=== Provided text ===

IV. Q3 2024: 2nd Highest
Revenue to NGDP, Headline GDP Weakens—The Crowding Out Effect?
In its September disclosure, the Bureau of
the Treasury cited changes in the VAT schedule as a key factor boosting tax
collections: " The
increase in VAT collections in 2024 is partly due to the impact of the
change in payment schedule introduced by the TRAIN law provision which
allows the tax filers to shift from monthly to quarterly filing of VAT return"
(Bureau of Treasury, October 2024) [bold added]
Once again, the adjustment in VAT
schedules played a pivotal role in increasing revenues, helping to reduce the
deficit and debt—a topic we discussed in September 2024 (Prudent Investor,
September 2024).
Or, whether by design or as an
unintended consequence, a critical factor in the slower deficit has been a
shift in government tax collection and accounting procedures.
But what will happen if, under the same
economic conditions or with only slight improvements, the effects of such
transient changes wear off? Will the deficit soar again?
Moreover, it is important to note that all
this is occurring while bank credit expansion and public debt are at record
highs.
What will happen to credit and
liquidity-fueled demand once household and corporate balance sheets become
saturated with leverage?
It’s also noteworthy that, even as the share
of revenue to nominal GDP (NGDP) reached its highest level in Q2 and Q3 of
2024, real GDP continues its downward trend—a dynamic that has persisted since
2016 and reemerged in 2021. (Figure 3, below graph)
Are these not symptoms of the "crowding-out
effect," where the increasing share of government interventions, measured
by expenditures, debt, and deficits, translates into diminished savings and
capital available for private sector investments?
V. Record 10-Month Expenditure:
The Push for "Big Government"
But what about expenditures?
Local Government Unit (LGU) spending surged
by 11.97%, and national disbursement growth reached 14.3%, powering an overall
increase in October expenditures of 11.1%. Interest payments, on the other
hand, fell by 6.1%. The former and the latter two accounted for shares of
18.1%, 66.64%, and 11.9% of the total, respectively.
For the first 10 months of the year,
expenditures grew by 11.5%, reaching a record-high Php 4.73 trillion, driven by
LGU spending, National disbursements, and interest payments, which posted
growth rates of 9.1%, 11.9%, and 23.03%, respectively.
As noted above, these record expenditures
are primarily focused on promoting political agendas: pre-elections, a
subtle shift towards a war economy, and an emphasis on centralization through
infrastructure, welfare, and bureaucratic outlays.
Figure 4
One notable item has played a considerable
role: 10-month interest payments not only outperformed other components in
terms of growth but also reached a record high in peso terms. (Figure 4,
topmost graph)
Additionally, their share of total
expenditures rose to levels last seen in 2009.
That said, the ratio of expenditures to NGDP
remains at 23.98% in Q2 and Q3 and has stayed within the range of 22% to 26%—except
for two occasions—since Q2 2020. (Figure 4, middle chart)
Over the past 18 quarters, this ratio
has averaged 23.4%.

=== Dataset ===

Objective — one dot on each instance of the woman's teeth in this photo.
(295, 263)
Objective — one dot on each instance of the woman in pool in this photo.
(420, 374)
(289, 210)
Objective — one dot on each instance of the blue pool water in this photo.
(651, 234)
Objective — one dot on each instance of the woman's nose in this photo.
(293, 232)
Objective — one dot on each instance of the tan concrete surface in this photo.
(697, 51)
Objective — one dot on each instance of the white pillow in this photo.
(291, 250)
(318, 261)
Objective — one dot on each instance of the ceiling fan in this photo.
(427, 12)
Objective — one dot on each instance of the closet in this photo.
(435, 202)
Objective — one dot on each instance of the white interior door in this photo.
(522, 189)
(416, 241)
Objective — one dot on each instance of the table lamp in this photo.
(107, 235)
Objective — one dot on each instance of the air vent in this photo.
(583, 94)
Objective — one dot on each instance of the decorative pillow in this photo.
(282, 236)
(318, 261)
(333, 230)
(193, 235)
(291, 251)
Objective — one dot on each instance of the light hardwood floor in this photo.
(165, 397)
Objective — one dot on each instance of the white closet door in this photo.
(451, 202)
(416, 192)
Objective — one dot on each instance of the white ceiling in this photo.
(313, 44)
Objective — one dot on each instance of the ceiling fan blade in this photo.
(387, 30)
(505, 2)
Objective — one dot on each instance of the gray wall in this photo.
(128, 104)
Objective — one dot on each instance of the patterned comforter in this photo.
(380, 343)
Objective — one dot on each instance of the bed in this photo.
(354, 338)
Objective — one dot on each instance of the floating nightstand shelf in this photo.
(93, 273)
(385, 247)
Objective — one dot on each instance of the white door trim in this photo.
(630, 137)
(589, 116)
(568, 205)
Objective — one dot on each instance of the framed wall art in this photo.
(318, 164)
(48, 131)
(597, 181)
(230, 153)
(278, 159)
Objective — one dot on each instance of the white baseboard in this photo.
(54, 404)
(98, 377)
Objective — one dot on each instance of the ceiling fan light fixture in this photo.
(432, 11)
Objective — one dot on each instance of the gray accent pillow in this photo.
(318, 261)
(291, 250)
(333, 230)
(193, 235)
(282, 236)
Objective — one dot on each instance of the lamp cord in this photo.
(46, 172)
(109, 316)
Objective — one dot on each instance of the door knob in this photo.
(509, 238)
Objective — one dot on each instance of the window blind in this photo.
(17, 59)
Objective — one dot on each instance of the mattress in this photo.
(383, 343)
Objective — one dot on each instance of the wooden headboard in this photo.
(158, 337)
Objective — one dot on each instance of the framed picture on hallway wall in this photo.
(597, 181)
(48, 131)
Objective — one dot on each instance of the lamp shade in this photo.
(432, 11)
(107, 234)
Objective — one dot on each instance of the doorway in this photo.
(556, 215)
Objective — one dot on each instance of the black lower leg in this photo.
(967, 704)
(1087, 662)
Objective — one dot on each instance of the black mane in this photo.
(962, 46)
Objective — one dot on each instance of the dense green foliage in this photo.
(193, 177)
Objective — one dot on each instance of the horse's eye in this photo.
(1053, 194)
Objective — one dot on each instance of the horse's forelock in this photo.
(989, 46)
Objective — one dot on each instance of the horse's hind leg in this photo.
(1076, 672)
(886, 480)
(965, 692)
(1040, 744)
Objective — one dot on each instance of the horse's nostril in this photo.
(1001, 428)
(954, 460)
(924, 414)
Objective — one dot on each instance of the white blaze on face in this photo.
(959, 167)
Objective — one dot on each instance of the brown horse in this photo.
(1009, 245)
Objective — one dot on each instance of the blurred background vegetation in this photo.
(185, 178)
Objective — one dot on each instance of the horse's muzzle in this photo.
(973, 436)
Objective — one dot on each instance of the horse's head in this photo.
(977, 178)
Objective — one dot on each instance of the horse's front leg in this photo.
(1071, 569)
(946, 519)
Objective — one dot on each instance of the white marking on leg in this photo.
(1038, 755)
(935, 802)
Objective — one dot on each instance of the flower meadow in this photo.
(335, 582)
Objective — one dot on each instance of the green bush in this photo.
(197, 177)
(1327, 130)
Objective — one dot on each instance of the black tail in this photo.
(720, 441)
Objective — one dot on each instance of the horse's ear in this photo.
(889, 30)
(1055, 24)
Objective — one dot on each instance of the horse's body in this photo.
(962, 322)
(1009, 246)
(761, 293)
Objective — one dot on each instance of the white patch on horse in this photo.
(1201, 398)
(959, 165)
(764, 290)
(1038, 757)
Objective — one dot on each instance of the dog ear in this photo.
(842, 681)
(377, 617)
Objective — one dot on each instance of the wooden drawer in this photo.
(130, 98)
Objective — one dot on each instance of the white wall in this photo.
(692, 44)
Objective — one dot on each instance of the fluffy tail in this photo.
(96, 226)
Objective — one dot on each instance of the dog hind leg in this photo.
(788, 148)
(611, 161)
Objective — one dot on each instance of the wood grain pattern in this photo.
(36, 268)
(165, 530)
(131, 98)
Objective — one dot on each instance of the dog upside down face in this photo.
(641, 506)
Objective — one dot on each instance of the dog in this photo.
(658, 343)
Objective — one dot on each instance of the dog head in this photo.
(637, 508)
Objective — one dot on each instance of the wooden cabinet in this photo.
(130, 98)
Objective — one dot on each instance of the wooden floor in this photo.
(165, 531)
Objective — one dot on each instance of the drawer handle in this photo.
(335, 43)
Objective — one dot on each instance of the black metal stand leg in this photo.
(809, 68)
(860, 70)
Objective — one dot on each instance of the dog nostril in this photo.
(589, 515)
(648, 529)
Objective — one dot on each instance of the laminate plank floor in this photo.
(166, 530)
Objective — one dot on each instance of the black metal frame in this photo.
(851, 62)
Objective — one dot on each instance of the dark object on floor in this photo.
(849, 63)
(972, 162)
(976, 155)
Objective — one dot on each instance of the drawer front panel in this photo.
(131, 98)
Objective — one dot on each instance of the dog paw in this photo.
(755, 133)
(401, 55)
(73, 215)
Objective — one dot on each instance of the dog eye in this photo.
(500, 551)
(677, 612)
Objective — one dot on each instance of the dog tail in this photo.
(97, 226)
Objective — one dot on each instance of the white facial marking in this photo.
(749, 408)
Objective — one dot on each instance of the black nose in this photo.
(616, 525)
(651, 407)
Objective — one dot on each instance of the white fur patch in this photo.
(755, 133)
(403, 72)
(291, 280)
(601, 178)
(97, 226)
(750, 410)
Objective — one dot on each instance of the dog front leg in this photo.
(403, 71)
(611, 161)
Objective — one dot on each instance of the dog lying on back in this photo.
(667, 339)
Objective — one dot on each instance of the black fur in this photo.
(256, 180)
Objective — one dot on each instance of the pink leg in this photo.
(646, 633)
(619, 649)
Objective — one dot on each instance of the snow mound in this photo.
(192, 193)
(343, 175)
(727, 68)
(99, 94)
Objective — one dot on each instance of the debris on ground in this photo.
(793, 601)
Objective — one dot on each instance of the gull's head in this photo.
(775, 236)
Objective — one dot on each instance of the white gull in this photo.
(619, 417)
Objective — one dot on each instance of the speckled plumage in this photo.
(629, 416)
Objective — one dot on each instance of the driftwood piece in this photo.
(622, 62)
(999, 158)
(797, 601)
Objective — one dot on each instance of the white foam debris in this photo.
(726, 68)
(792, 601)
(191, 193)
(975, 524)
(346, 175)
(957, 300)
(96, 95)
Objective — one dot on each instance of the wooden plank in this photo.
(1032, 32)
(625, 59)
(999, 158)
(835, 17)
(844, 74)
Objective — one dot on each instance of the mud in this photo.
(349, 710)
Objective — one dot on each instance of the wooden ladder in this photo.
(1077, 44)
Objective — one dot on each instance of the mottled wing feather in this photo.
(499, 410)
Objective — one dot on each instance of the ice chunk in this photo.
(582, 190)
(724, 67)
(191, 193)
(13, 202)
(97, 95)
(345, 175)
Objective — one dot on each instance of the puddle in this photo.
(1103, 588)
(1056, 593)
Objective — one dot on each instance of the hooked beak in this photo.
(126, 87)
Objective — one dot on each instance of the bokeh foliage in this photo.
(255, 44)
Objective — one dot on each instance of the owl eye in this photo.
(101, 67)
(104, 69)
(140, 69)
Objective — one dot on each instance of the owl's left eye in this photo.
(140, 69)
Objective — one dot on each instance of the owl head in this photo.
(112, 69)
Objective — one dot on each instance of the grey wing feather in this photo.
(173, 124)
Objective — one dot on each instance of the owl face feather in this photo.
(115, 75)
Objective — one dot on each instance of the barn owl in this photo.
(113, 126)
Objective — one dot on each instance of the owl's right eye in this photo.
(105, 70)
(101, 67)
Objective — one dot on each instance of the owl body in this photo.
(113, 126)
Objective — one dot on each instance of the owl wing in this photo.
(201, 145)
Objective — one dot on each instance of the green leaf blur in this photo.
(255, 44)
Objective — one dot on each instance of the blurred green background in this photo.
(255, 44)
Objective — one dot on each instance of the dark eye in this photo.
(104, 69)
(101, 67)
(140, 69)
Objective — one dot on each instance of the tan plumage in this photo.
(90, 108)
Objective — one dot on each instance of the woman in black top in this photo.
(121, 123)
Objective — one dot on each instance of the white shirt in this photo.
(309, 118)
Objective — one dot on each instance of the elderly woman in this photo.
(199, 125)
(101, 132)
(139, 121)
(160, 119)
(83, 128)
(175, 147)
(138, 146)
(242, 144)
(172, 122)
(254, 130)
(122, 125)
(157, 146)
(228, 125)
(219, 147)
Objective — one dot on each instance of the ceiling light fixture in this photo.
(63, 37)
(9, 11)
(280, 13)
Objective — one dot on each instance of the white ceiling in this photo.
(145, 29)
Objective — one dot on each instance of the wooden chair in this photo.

===

* _What this task involves_
Reproduce the part of the text on government revenue and spending from "Or, whether by" to "saturated with leverage?". The rows aren't needed for anything here.

* _Response to the task_
Or, whether by design or as an
unintended consequence, a critical factor in the slower deficit has been a
shift in government tax collection and accounting procedures.
But what will happen if, under the same
economic conditions or with only slight improvements, the effects of such
transient changes wear off? Will the deficit soar again?
Moreover, it is important to note that all
this is occurring while bank credit expansion and public debt are at record
highs.
What will happen to credit and
liquidity-fueled demand once household and corporate balance sheets become
saturated with leverage?